[Outline labeling records]
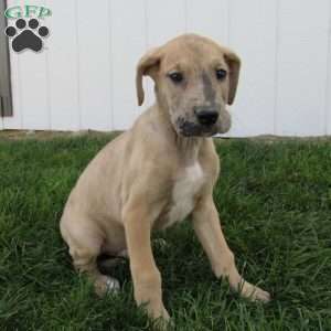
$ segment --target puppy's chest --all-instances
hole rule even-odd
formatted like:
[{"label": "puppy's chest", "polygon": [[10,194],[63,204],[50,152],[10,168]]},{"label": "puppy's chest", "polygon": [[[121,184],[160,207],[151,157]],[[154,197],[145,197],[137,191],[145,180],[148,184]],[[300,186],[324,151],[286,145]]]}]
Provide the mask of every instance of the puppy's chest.
[{"label": "puppy's chest", "polygon": [[184,168],[178,177],[171,195],[170,209],[163,227],[183,221],[193,210],[195,197],[204,183],[204,173],[200,163]]}]

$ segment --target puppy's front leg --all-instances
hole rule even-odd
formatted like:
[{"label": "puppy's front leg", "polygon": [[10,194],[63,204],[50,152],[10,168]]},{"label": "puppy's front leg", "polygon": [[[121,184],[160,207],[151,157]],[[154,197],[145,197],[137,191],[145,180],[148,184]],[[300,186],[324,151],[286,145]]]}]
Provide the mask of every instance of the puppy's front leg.
[{"label": "puppy's front leg", "polygon": [[216,277],[228,278],[233,289],[252,300],[268,302],[270,295],[245,281],[239,275],[234,254],[224,238],[213,196],[203,197],[193,212],[194,231],[209,256]]},{"label": "puppy's front leg", "polygon": [[162,302],[161,275],[151,248],[152,211],[143,204],[132,204],[125,211],[124,222],[138,306],[146,303],[150,318],[169,320]]}]

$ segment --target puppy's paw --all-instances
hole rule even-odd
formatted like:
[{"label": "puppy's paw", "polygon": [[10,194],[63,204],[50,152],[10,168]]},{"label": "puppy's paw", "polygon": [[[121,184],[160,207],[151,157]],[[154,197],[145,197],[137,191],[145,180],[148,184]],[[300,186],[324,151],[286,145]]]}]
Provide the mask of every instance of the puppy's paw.
[{"label": "puppy's paw", "polygon": [[271,296],[270,293],[268,293],[267,291],[260,289],[257,286],[252,285],[250,282],[244,281],[241,286],[239,286],[239,293],[252,300],[252,301],[260,301],[264,303],[267,303],[271,300]]},{"label": "puppy's paw", "polygon": [[94,288],[95,292],[99,297],[103,297],[105,295],[118,293],[120,285],[116,278],[103,275],[94,282]]},{"label": "puppy's paw", "polygon": [[166,308],[162,309],[162,312],[158,313],[159,317],[153,317],[152,320],[152,330],[156,331],[166,331],[166,330],[172,330],[174,324],[170,319],[170,316]]}]

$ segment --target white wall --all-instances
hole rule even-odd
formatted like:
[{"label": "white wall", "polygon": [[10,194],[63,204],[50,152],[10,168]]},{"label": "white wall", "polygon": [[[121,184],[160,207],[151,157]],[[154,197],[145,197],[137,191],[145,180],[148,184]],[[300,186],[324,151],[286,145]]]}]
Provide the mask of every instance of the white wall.
[{"label": "white wall", "polygon": [[228,136],[331,135],[331,0],[32,2],[52,9],[51,35],[41,54],[11,53],[14,117],[4,128],[127,129],[153,99],[149,81],[137,106],[139,57],[195,32],[243,60]]}]

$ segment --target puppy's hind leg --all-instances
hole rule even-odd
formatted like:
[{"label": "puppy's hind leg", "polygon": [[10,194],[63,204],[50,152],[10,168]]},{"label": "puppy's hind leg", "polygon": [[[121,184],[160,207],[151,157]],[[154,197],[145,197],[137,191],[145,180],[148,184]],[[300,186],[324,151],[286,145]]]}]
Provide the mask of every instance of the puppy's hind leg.
[{"label": "puppy's hind leg", "polygon": [[110,276],[103,275],[98,269],[97,258],[100,255],[103,238],[97,236],[90,228],[87,231],[85,227],[83,232],[82,226],[75,226],[73,229],[73,226],[65,226],[63,222],[61,232],[70,246],[70,254],[75,268],[79,273],[86,274],[94,285],[95,292],[98,296],[117,292],[120,288],[119,281]]}]

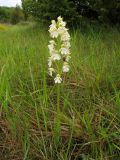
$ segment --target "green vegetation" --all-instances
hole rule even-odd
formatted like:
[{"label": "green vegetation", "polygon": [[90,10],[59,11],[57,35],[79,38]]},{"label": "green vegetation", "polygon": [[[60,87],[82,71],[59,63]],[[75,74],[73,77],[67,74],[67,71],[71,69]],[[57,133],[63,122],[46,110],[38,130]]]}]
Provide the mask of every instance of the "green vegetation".
[{"label": "green vegetation", "polygon": [[24,14],[19,6],[14,7],[0,7],[0,22],[17,24],[24,20]]},{"label": "green vegetation", "polygon": [[71,71],[61,84],[57,123],[42,28],[0,30],[1,160],[119,160],[119,31],[71,31]]}]

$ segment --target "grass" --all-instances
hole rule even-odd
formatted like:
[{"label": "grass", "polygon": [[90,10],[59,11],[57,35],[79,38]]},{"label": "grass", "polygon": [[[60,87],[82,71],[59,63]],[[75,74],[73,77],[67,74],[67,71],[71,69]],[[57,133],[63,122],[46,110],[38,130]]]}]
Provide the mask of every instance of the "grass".
[{"label": "grass", "polygon": [[57,115],[48,32],[34,25],[0,31],[1,160],[120,159],[120,33],[90,28],[71,37]]}]

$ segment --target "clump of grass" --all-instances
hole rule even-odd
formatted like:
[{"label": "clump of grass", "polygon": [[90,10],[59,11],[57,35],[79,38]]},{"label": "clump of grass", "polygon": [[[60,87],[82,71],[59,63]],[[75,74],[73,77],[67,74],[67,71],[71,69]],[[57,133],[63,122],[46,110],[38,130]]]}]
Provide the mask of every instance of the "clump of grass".
[{"label": "clump of grass", "polygon": [[48,33],[35,26],[0,32],[0,115],[24,160],[120,157],[120,33],[71,35],[71,72],[61,87],[55,144],[59,126],[56,87],[47,73]]}]

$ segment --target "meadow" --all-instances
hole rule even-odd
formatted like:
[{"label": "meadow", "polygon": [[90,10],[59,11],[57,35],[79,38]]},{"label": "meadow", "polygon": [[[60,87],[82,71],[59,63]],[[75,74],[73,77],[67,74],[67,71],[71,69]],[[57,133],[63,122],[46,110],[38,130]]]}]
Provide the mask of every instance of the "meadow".
[{"label": "meadow", "polygon": [[57,121],[48,31],[34,24],[0,29],[1,160],[120,160],[120,32],[70,34]]}]

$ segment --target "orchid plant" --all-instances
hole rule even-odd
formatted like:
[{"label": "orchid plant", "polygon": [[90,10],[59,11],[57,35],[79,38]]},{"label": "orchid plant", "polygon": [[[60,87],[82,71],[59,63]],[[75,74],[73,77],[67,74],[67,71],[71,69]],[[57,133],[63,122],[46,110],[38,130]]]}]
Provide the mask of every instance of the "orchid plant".
[{"label": "orchid plant", "polygon": [[52,20],[49,27],[49,33],[52,40],[49,41],[48,67],[49,75],[54,77],[55,83],[62,82],[62,73],[69,72],[70,56],[70,34],[66,28],[66,22],[59,16],[57,22]]}]

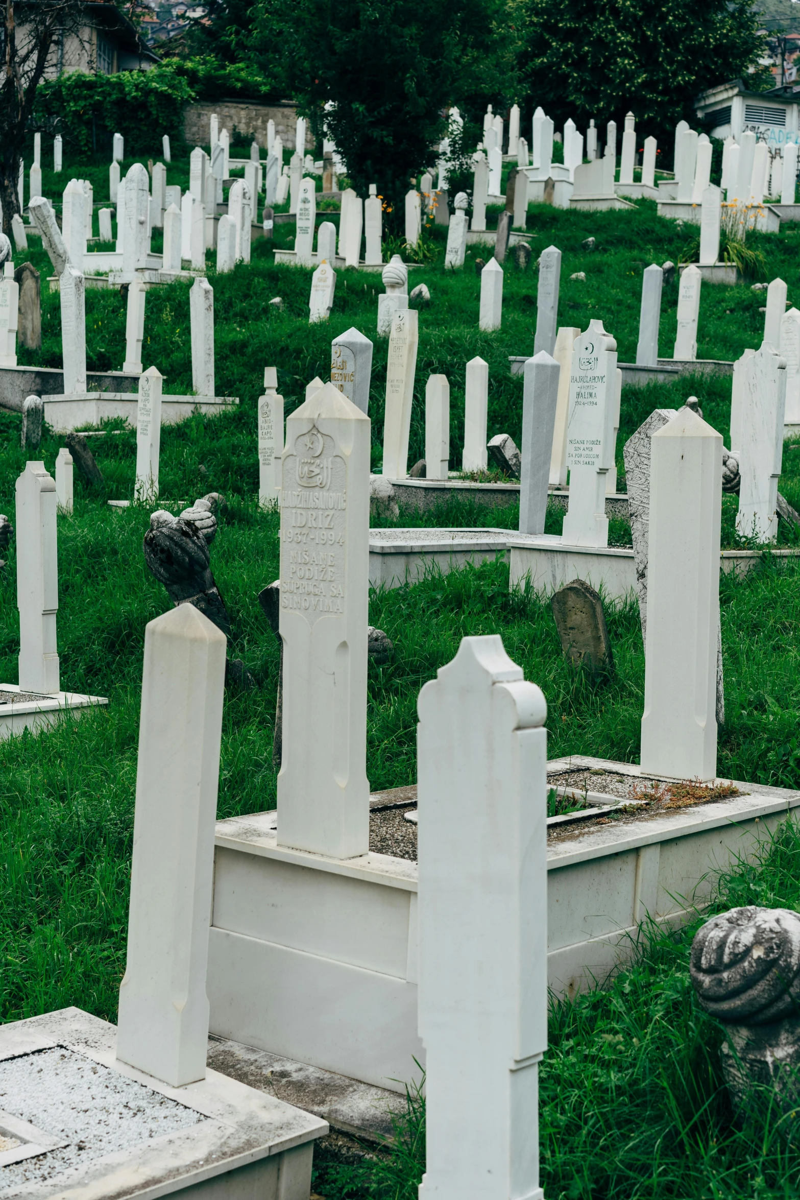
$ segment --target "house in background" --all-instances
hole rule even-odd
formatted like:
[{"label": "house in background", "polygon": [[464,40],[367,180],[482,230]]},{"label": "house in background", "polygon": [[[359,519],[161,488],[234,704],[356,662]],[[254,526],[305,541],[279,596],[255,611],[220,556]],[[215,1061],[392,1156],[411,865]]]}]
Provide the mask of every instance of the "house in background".
[{"label": "house in background", "polygon": [[[20,24],[24,28],[24,19]],[[136,25],[116,5],[92,0],[83,6],[78,28],[62,32],[56,40],[44,78],[58,79],[71,71],[89,74],[148,71],[160,61]]]}]

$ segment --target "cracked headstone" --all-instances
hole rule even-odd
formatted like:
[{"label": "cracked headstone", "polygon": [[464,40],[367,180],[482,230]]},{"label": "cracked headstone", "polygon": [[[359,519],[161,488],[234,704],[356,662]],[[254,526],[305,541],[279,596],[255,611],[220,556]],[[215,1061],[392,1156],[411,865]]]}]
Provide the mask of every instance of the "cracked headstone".
[{"label": "cracked headstone", "polygon": [[583,580],[559,588],[551,601],[565,656],[593,674],[613,671],[614,655],[602,600]]},{"label": "cracked headstone", "polygon": [[515,479],[519,479],[522,455],[507,433],[497,433],[487,443],[486,449],[495,467],[499,467],[500,470],[506,472],[509,475],[513,475]]},{"label": "cracked headstone", "polygon": [[92,486],[102,486],[103,473],[95,462],[95,456],[89,449],[89,444],[83,433],[67,433],[64,440],[67,444],[67,450],[72,455],[73,463],[86,482]]}]

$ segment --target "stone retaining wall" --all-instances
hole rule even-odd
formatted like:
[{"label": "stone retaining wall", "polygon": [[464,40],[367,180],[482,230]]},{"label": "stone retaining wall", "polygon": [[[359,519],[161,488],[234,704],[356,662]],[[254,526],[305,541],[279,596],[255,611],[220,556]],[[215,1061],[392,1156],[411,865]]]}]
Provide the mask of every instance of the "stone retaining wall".
[{"label": "stone retaining wall", "polygon": [[[184,136],[191,146],[209,145],[211,114],[219,118],[219,128],[228,130],[231,134],[234,128],[248,137],[254,137],[259,145],[266,146],[266,122],[275,121],[275,132],[279,136],[284,148],[294,150],[295,126],[297,124],[297,109],[290,101],[279,101],[275,104],[258,104],[240,100],[218,100],[213,103],[187,104],[184,109]],[[311,132],[306,132],[306,150],[313,151],[314,140]],[[234,154],[234,157],[236,155]]]}]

Given instruction
Identify each line of the listing above that contains the string "green", treating uppercase and lowercase letters as distinct.

Result of the task
$ segment --target "green vegetation" --all-instances
[{"label": "green vegetation", "polygon": [[90,10],[59,11],[57,35],[79,38]]},{"label": "green vegetation", "polygon": [[[60,87],[82,71],[59,63]],[[75,74],[73,77],[67,74],[67,71],[71,69]],[[57,133],[63,122],[46,110],[38,130]]]}]
Provide the mask of every instance of the "green vegetation".
[{"label": "green vegetation", "polygon": [[24,14],[19,6],[14,7],[0,7],[0,22],[17,24],[24,20]]},{"label": "green vegetation", "polygon": [[71,71],[61,84],[57,123],[42,28],[0,30],[1,160],[119,160],[119,31],[71,31]]}]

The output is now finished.